WRITTEN INSTRUCTION
Write out all the material exactly. Leave nothing out.

GIVEN ENTRIES
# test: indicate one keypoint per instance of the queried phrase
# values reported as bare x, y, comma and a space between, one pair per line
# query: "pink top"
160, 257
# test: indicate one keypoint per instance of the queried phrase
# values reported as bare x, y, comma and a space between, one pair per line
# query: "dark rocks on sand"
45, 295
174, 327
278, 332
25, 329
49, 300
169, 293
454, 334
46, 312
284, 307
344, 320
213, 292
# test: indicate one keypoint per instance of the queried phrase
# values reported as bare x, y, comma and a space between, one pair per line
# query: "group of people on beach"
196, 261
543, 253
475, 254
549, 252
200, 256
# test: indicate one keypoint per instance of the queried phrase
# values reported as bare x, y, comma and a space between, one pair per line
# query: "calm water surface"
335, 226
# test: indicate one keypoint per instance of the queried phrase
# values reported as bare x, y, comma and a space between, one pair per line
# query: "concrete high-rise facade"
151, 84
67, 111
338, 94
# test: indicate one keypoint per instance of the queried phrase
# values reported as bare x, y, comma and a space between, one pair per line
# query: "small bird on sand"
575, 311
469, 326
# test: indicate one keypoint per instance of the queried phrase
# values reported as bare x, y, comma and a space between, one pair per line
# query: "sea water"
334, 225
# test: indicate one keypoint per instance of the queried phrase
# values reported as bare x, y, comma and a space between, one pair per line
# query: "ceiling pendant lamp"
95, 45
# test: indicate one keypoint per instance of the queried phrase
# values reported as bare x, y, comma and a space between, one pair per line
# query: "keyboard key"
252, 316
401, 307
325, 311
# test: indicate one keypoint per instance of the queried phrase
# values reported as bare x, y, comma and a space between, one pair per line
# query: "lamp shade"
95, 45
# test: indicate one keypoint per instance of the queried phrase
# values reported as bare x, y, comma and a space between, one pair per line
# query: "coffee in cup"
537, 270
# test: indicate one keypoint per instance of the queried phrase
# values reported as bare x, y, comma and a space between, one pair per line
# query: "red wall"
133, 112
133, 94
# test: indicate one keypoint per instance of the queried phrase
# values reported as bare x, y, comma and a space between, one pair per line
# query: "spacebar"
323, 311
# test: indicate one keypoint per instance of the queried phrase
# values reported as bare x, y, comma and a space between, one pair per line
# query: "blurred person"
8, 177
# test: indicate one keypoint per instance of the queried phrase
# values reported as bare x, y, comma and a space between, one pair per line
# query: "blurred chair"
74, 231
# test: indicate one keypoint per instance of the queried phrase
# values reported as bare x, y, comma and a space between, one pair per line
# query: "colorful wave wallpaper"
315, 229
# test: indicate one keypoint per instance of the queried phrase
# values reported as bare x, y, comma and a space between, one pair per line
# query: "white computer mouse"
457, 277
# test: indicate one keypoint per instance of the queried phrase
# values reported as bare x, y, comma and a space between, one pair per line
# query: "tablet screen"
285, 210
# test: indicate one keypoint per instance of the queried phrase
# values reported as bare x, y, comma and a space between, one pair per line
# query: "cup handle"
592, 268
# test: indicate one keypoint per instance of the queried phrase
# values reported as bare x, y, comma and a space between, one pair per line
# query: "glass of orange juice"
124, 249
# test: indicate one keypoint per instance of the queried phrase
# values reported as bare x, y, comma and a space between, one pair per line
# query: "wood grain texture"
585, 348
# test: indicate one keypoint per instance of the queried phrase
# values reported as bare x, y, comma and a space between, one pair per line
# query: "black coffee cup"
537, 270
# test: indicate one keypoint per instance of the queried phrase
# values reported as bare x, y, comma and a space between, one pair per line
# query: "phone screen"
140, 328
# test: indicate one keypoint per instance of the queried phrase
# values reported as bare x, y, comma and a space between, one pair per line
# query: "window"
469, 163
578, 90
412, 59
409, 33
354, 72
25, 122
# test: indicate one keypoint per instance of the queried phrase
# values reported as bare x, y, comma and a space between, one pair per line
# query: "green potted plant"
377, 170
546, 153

SOLUTION BELOW
# test: indicate one keypoint per instance of the queried phrase
# values reported as bare x, y, comma and a space between, one pair per line
# query: "pink top"
160, 257
# test: indicate one keypoint per instance of the queried phrase
# values reported as bare x, y, comma and a space between, one pair per line
# query: "dark rocks on sand"
45, 295
174, 327
278, 332
25, 329
49, 300
169, 293
454, 334
46, 312
284, 307
344, 320
213, 292
# test: indicate one keypoint per instance of the queried phrase
# values reported as bare x, y, comma and a space between, one pair per line
# query: "group of people on beach"
196, 261
543, 253
475, 254
549, 252
200, 256
# test: indicate one keypoint per instance of the queried phrase
# values reported as bare x, y, comma and a space between, one pair per line
# query: "calm water surface"
335, 226
# test: indicate one keypoint per instance of the queried phrase
# values reported as bare x, y, comma and a space between, one pair per line
# query: "concrete high-rise facade"
151, 84
67, 111
338, 94
# test: indicate one keypoint per instance of the queried phrase
# values reported as bare x, y, comma and a space between, one pair per line
# query: "small bird on sand"
575, 311
469, 326
# test: indicate one keypoint per instance of the queried phrase
# values reported as bare x, y, comma and a space between, one pair per line
# query: "sea water"
334, 225
# test: indicate one keypoint per instance of the queried phrase
# values reported as bare x, y, comma and a space between, one pair per line
# query: "ceiling pendant lamp"
95, 45
# test: indicate one keypoint per instance of the queried phrase
# values reported as bare x, y, comma and a space between, one pair per line
# query: "keyboard key"
252, 316
401, 307
325, 311
# test: indicate one keypoint per instance of the queried phrase
# values reported as bare x, y, comma and a space between, one pair per line
# query: "lamp shade"
95, 45
# test: indicate one keypoint per instance of the queried phrase
# values reported as bare x, y, comma and a space between, one pair per line
# query: "coffee in cup"
537, 270
# test: indicate one keypoint per instance of the queried phrase
# values reported as bare x, y, comma and a space between, one pair per line
# query: "red wall"
133, 112
133, 94
# test: indicate one keypoint per instance of the queried phrase
# values reported as bare x, y, comma and a space between, one pair per line
# query: "spacebar"
323, 311
# test: indicate one keypoint per instance of the queried phrase
# values reported as bare x, y, comma and a space between, one pair per line
# query: "blurred person"
8, 177
# test: indicate one keypoint per instance of the queried phrase
# values reported as bare x, y, comma and a space between, one pair per line
# query: "blurred chair"
74, 231
# test: indicate one keypoint per instance of the queried phrase
# values reported as bare x, y, comma and a space between, one pair per line
# query: "colorful wave wallpaper"
315, 229
# test: indicate one keypoint per instance of the queried phrase
# values reported as bare x, y, comma and a space between, one pair per line
# query: "white computer mouse"
457, 277
# test: indicate one keypoint per instance of the queried phrase
# values reported as bare x, y, comma and a space between, one pair per line
# query: "tablet screen"
285, 210
# test: indicate one keypoint per instance of the queried phrase
# values reported as bare x, y, comma and a space between, one pair per line
# query: "cup handle"
592, 268
# test: indicate one keypoint per instance of the queried phrase
# values reported as bare x, y, comma and a space between, one pair per line
# query: "glass of orange juice"
124, 249
# test: indicate one keypoint per instance of the queried phrase
# values reported as bare x, y, comma and a space between, one pair per line
# query: "wood grain texture"
585, 348
# test: indicate one keypoint per instance of the queried phrase
# values reported as bare x, y, comma and a space between, one pair per line
# query: "black coffee cup"
537, 270
# test: indicate one keypoint per instance of the queried phrase
# values reported as bare x, y, comma and a space between, one pair per line
# query: "phone screen"
140, 328
# test: indicate one keypoint per instance of the queried phrase
# values reported as bare x, y, comma and a space between, one pair per line
# query: "window"
469, 163
578, 90
412, 59
409, 33
354, 72
25, 122
# test: indicate one keypoint per instance of the queried phrase
# values reported as bare x, y, comma and a space between, one pair per line
# query: "green potted plant"
377, 170
546, 153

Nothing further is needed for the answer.